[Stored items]
:::

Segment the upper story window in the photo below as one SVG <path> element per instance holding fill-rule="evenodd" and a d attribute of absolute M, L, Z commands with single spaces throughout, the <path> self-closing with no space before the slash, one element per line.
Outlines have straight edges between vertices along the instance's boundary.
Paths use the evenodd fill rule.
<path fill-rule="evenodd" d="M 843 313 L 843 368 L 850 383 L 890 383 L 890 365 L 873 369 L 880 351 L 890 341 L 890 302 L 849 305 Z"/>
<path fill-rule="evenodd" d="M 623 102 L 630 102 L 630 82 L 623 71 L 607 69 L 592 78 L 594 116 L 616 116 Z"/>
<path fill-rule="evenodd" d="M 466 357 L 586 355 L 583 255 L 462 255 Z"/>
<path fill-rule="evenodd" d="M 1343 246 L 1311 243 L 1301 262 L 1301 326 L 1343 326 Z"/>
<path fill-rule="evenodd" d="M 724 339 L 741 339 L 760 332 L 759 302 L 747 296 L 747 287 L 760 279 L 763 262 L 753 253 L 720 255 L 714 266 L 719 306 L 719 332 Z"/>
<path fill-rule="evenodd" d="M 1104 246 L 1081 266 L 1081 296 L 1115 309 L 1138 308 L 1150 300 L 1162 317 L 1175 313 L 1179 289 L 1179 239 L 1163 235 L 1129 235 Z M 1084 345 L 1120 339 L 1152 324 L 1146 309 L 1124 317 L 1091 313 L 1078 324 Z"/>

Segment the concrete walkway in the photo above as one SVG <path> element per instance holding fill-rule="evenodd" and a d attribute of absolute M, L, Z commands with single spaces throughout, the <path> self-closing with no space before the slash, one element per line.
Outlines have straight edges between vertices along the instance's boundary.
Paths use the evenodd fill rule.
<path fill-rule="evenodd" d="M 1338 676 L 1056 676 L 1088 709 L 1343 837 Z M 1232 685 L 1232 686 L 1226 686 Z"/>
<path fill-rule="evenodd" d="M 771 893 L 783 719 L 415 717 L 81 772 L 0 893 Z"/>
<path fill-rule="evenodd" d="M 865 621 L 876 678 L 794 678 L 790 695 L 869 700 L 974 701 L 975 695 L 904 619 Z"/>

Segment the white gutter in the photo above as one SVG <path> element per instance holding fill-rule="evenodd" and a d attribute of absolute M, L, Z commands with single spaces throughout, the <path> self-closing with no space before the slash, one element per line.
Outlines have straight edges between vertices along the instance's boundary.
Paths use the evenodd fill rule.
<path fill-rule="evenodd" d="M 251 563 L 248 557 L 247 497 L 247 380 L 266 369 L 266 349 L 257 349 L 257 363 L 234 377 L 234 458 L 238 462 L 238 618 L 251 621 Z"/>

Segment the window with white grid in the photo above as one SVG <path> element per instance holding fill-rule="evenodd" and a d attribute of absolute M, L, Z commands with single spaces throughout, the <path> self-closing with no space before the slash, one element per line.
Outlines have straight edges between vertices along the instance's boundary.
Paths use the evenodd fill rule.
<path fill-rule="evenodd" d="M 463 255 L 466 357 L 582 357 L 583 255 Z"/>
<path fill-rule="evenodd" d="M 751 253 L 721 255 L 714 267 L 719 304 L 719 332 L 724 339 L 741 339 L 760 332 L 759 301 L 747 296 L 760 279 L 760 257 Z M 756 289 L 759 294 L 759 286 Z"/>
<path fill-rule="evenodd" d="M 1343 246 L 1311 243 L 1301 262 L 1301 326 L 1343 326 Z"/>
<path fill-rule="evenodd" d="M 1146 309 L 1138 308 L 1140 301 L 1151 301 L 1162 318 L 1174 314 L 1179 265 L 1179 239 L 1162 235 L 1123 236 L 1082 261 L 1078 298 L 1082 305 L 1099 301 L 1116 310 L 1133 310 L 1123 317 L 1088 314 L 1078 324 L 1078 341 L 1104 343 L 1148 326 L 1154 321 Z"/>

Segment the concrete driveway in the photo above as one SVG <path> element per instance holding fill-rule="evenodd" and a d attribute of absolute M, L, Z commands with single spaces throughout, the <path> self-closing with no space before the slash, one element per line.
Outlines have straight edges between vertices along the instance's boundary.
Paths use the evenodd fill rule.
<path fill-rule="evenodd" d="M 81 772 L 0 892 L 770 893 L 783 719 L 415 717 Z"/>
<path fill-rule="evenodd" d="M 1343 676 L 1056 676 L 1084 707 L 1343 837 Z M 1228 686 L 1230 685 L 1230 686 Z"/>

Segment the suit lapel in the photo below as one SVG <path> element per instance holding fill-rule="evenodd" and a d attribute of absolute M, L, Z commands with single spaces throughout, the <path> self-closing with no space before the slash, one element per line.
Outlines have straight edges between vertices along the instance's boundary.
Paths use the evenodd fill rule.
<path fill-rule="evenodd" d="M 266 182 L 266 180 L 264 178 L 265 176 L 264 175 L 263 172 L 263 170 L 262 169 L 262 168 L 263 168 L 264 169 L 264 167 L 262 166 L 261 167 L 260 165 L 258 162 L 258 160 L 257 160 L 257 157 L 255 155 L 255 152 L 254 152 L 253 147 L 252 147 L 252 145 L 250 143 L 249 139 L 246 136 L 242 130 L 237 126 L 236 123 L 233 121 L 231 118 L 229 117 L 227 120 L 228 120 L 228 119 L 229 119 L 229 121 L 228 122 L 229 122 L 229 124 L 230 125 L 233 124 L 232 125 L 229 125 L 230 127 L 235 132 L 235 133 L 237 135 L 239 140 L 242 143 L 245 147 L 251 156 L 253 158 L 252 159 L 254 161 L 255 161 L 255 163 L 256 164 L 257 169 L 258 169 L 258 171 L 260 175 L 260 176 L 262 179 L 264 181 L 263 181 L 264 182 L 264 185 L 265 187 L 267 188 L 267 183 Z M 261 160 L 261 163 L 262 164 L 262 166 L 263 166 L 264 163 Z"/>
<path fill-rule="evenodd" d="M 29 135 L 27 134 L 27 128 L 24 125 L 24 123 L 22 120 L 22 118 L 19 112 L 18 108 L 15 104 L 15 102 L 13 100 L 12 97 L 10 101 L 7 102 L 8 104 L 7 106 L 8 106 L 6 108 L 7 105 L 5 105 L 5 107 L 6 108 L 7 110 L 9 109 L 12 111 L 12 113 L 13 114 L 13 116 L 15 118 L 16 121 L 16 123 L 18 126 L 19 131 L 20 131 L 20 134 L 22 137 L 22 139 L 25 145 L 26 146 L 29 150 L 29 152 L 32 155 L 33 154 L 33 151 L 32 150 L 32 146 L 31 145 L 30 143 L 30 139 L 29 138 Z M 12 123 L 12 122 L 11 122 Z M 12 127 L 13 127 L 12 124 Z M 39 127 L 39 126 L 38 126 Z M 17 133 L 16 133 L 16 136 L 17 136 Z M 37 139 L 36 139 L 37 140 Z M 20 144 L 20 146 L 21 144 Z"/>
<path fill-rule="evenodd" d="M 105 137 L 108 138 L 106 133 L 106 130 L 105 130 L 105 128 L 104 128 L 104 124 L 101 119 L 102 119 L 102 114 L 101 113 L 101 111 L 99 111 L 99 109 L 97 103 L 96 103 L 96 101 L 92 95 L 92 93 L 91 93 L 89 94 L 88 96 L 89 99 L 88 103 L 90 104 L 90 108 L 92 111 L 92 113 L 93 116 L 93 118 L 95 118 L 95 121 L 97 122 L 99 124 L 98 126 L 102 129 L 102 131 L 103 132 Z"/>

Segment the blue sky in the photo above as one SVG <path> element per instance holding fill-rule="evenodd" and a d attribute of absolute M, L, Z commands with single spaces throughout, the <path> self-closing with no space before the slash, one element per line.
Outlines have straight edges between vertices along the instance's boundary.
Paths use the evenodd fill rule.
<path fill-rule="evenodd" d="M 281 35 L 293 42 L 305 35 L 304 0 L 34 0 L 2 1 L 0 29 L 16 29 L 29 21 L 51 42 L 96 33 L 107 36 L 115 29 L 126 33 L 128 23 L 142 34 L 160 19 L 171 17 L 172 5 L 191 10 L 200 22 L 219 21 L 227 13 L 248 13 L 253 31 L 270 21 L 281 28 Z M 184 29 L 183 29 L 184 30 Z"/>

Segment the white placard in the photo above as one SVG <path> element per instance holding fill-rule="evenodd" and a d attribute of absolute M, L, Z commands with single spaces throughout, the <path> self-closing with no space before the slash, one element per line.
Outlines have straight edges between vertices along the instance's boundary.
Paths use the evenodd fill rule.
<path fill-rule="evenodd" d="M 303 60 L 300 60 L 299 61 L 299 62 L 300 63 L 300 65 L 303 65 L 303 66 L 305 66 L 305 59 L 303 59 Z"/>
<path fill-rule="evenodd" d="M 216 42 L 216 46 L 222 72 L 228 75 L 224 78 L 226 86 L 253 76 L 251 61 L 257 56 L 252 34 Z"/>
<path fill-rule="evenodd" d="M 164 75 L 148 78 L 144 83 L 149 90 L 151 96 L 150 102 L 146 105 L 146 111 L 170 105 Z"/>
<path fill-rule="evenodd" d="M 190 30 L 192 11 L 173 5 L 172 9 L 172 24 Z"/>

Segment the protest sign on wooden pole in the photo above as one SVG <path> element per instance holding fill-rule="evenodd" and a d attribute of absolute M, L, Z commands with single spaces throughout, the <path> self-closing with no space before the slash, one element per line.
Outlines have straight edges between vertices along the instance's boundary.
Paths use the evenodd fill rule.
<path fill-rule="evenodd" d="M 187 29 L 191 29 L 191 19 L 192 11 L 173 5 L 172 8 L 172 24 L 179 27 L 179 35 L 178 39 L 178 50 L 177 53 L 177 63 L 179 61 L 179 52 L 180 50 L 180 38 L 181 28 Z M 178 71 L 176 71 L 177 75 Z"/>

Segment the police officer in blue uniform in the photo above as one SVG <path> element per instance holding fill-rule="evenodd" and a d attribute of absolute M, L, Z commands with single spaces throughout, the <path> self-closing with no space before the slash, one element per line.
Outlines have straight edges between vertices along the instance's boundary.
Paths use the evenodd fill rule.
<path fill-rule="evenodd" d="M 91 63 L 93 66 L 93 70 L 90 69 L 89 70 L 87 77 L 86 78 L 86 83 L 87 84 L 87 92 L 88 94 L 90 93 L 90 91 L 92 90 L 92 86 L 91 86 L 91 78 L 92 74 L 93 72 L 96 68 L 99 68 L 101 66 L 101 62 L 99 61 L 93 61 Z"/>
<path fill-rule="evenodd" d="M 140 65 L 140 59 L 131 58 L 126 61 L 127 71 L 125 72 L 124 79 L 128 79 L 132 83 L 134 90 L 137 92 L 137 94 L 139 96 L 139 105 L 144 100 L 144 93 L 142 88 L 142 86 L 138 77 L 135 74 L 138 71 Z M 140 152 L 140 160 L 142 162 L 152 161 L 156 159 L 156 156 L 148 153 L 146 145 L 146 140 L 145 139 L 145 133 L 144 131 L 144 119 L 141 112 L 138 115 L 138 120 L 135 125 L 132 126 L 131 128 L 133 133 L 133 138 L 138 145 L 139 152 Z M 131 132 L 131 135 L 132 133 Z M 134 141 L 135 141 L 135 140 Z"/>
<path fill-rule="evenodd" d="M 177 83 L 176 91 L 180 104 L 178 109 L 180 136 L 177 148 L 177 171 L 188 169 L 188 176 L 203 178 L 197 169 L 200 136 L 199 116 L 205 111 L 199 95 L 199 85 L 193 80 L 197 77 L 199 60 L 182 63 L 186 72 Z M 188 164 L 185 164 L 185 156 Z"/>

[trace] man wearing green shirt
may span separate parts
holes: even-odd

:::

Lay out everything from the line containing "[trace] man wearing green shirt" down to the end of the listing above as a JSON list of strings, with one string per line and blank lines left out.

__Task output__:
[
  "[trace] man wearing green shirt",
  "may span separate parts",
  "holes: even-odd"
]